Per rarefazione antropica o per effetto di puntuale vandalismo che ha fatto
sparire le testimonianze, almeno quelle più evidenti?
Ma se tombe
a tholos dell’età del bronzo il
Tomasello [16] ha
individuato in località Furnieddu
(c/o Sorgente), così prossima ai
confini della Culma, come essere certi che esse non vi fossero più nelle
circonvicine terre racalmutesi?
«La tomba
di Furnieddu – precisa il Tomasello – ma soprattutto le due camere thoidali
costituiscono per le loro caratteristiche una presenza archeologica
significativa nella Sicilia centro-meridionale della media e tarda età del
bronzo e confermano sempre di più l’importanza di questo comprensorio
geografico nel contesto della preistoria siciliana.» Ed aggiunge: «sul piano
culturale, significativa per la puntualizzazione del quadro delle relazioni con
il mondo miceneo risulta la presenza di questa tipologia architettonica di
matrice egea in un territorio così interno della Sicilia; il tradizionale
panorama dei rapporti con l’Egeo sembrava, infatti, voler privilegiare i
territori costieri dell’Isola e quasi esclusivamente quelli sud-orientali.
* * * * * * * * *
Descrizione dell'esercizio: Riscrivi il brano sulle tombe a tholos da "Ma se tombe" a "circonvicine terre racalmutesi?", sostituendo "terre" con "campagne".

Record dei dati:
* * * * * * * * *
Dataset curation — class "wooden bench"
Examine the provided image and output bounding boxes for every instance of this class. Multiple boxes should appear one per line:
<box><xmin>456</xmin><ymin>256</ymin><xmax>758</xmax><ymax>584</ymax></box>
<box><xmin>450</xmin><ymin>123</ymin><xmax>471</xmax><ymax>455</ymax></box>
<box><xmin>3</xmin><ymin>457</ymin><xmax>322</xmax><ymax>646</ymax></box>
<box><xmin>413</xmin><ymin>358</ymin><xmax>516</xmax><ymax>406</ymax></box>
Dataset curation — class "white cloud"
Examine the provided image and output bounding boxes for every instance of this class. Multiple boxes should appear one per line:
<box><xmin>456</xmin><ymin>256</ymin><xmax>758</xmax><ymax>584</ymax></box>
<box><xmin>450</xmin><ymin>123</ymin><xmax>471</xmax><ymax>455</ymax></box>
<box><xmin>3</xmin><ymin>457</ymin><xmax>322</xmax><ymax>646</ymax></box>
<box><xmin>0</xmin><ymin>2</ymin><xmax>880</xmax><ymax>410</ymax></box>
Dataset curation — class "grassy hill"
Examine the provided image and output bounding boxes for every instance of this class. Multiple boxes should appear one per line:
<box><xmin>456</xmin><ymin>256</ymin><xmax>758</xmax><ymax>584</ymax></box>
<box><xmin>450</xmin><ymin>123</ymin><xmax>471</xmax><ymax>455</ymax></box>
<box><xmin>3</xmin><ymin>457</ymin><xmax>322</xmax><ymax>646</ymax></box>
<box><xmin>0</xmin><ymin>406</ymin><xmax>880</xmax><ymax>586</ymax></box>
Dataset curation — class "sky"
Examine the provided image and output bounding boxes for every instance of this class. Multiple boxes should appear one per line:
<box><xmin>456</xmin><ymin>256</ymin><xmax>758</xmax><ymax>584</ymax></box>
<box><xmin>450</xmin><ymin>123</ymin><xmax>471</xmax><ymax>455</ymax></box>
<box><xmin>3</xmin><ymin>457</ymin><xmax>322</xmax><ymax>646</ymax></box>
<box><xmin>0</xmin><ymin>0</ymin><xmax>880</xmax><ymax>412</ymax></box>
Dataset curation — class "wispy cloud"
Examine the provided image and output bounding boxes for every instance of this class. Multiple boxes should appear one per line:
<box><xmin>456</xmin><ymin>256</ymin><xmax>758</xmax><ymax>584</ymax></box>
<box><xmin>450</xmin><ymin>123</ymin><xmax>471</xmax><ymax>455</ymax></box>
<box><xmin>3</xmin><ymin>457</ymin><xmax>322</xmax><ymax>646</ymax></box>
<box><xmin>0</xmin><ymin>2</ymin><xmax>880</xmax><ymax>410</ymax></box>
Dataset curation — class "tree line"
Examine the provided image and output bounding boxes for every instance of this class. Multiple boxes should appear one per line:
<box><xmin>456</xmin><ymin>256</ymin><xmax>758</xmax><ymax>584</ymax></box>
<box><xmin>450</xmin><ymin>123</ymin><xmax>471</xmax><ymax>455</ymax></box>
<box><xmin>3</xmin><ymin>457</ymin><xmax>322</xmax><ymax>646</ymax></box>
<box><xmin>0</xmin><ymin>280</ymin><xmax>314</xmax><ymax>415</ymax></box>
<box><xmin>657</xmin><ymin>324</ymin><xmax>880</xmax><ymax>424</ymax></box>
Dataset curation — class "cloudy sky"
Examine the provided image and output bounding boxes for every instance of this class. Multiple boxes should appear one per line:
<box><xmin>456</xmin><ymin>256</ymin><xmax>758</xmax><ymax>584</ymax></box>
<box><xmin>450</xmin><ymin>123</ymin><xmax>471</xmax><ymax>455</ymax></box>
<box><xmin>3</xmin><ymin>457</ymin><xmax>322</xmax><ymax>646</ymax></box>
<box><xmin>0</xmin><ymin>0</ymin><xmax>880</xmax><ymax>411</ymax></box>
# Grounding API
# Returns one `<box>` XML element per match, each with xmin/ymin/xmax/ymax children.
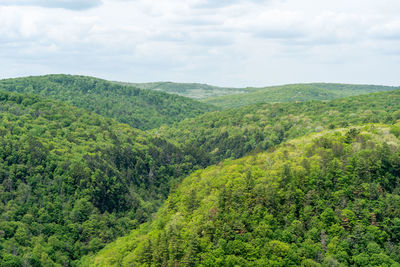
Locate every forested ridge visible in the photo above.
<box><xmin>0</xmin><ymin>74</ymin><xmax>216</xmax><ymax>130</ymax></box>
<box><xmin>155</xmin><ymin>90</ymin><xmax>400</xmax><ymax>166</ymax></box>
<box><xmin>203</xmin><ymin>83</ymin><xmax>399</xmax><ymax>109</ymax></box>
<box><xmin>0</xmin><ymin>75</ymin><xmax>400</xmax><ymax>266</ymax></box>
<box><xmin>0</xmin><ymin>91</ymin><xmax>202</xmax><ymax>266</ymax></box>
<box><xmin>82</xmin><ymin>125</ymin><xmax>400</xmax><ymax>266</ymax></box>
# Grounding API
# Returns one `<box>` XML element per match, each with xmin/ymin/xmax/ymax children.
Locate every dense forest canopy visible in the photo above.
<box><xmin>0</xmin><ymin>75</ymin><xmax>400</xmax><ymax>266</ymax></box>
<box><xmin>0</xmin><ymin>91</ymin><xmax>202</xmax><ymax>266</ymax></box>
<box><xmin>82</xmin><ymin>125</ymin><xmax>400</xmax><ymax>266</ymax></box>
<box><xmin>0</xmin><ymin>74</ymin><xmax>216</xmax><ymax>130</ymax></box>
<box><xmin>156</xmin><ymin>90</ymin><xmax>400</xmax><ymax>166</ymax></box>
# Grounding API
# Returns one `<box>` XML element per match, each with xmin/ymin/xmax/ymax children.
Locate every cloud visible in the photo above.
<box><xmin>192</xmin><ymin>0</ymin><xmax>271</xmax><ymax>9</ymax></box>
<box><xmin>0</xmin><ymin>0</ymin><xmax>102</xmax><ymax>10</ymax></box>
<box><xmin>0</xmin><ymin>0</ymin><xmax>400</xmax><ymax>86</ymax></box>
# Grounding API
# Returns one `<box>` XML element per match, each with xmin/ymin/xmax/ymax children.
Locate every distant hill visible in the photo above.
<box><xmin>154</xmin><ymin>90</ymin><xmax>400</xmax><ymax>166</ymax></box>
<box><xmin>86</xmin><ymin>125</ymin><xmax>400</xmax><ymax>266</ymax></box>
<box><xmin>119</xmin><ymin>82</ymin><xmax>400</xmax><ymax>109</ymax></box>
<box><xmin>0</xmin><ymin>90</ymin><xmax>202</xmax><ymax>266</ymax></box>
<box><xmin>0</xmin><ymin>74</ymin><xmax>216</xmax><ymax>130</ymax></box>
<box><xmin>203</xmin><ymin>83</ymin><xmax>399</xmax><ymax>109</ymax></box>
<box><xmin>118</xmin><ymin>82</ymin><xmax>247</xmax><ymax>99</ymax></box>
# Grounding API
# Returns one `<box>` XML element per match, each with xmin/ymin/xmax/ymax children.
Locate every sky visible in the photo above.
<box><xmin>0</xmin><ymin>0</ymin><xmax>400</xmax><ymax>87</ymax></box>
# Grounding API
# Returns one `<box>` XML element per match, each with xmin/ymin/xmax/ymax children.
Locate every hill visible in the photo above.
<box><xmin>203</xmin><ymin>83</ymin><xmax>399</xmax><ymax>109</ymax></box>
<box><xmin>120</xmin><ymin>82</ymin><xmax>247</xmax><ymax>99</ymax></box>
<box><xmin>0</xmin><ymin>74</ymin><xmax>216</xmax><ymax>130</ymax></box>
<box><xmin>154</xmin><ymin>90</ymin><xmax>400</xmax><ymax>166</ymax></box>
<box><xmin>0</xmin><ymin>91</ymin><xmax>200</xmax><ymax>266</ymax></box>
<box><xmin>86</xmin><ymin>125</ymin><xmax>400</xmax><ymax>266</ymax></box>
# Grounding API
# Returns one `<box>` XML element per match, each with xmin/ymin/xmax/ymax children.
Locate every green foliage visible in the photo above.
<box><xmin>203</xmin><ymin>83</ymin><xmax>399</xmax><ymax>109</ymax></box>
<box><xmin>157</xmin><ymin>90</ymin><xmax>400</xmax><ymax>166</ymax></box>
<box><xmin>117</xmin><ymin>82</ymin><xmax>247</xmax><ymax>99</ymax></box>
<box><xmin>0</xmin><ymin>74</ymin><xmax>216</xmax><ymax>129</ymax></box>
<box><xmin>0</xmin><ymin>91</ymin><xmax>200</xmax><ymax>266</ymax></box>
<box><xmin>88</xmin><ymin>125</ymin><xmax>400</xmax><ymax>266</ymax></box>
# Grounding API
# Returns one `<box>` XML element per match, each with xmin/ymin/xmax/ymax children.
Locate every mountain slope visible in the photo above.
<box><xmin>0</xmin><ymin>91</ymin><xmax>200</xmax><ymax>266</ymax></box>
<box><xmin>155</xmin><ymin>90</ymin><xmax>400</xmax><ymax>166</ymax></box>
<box><xmin>0</xmin><ymin>74</ymin><xmax>215</xmax><ymax>129</ymax></box>
<box><xmin>86</xmin><ymin>125</ymin><xmax>400</xmax><ymax>266</ymax></box>
<box><xmin>203</xmin><ymin>83</ymin><xmax>398</xmax><ymax>109</ymax></box>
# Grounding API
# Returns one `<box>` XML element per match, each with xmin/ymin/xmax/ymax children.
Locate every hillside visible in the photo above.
<box><xmin>203</xmin><ymin>83</ymin><xmax>399</xmax><ymax>109</ymax></box>
<box><xmin>86</xmin><ymin>125</ymin><xmax>400</xmax><ymax>266</ymax></box>
<box><xmin>0</xmin><ymin>91</ymin><xmax>200</xmax><ymax>266</ymax></box>
<box><xmin>154</xmin><ymin>90</ymin><xmax>400</xmax><ymax>166</ymax></box>
<box><xmin>120</xmin><ymin>82</ymin><xmax>247</xmax><ymax>99</ymax></box>
<box><xmin>0</xmin><ymin>74</ymin><xmax>216</xmax><ymax>130</ymax></box>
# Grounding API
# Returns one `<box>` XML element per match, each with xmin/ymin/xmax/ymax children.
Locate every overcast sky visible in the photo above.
<box><xmin>0</xmin><ymin>0</ymin><xmax>400</xmax><ymax>87</ymax></box>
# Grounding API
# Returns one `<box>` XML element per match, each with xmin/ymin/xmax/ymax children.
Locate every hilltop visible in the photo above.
<box><xmin>0</xmin><ymin>74</ymin><xmax>216</xmax><ymax>130</ymax></box>
<box><xmin>203</xmin><ymin>83</ymin><xmax>399</xmax><ymax>109</ymax></box>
* * * * * * * * *
Risposta completa:
Ma se tombe
a tholos dell’età del bronzo il
Tomasello [16] ha
individuato in località Furnieddu
(c/o Sorgente), così prossima ai
confini della Culma, come essere certi che esse non vi fossero più nelle
circonvicine campagne racalmutesi?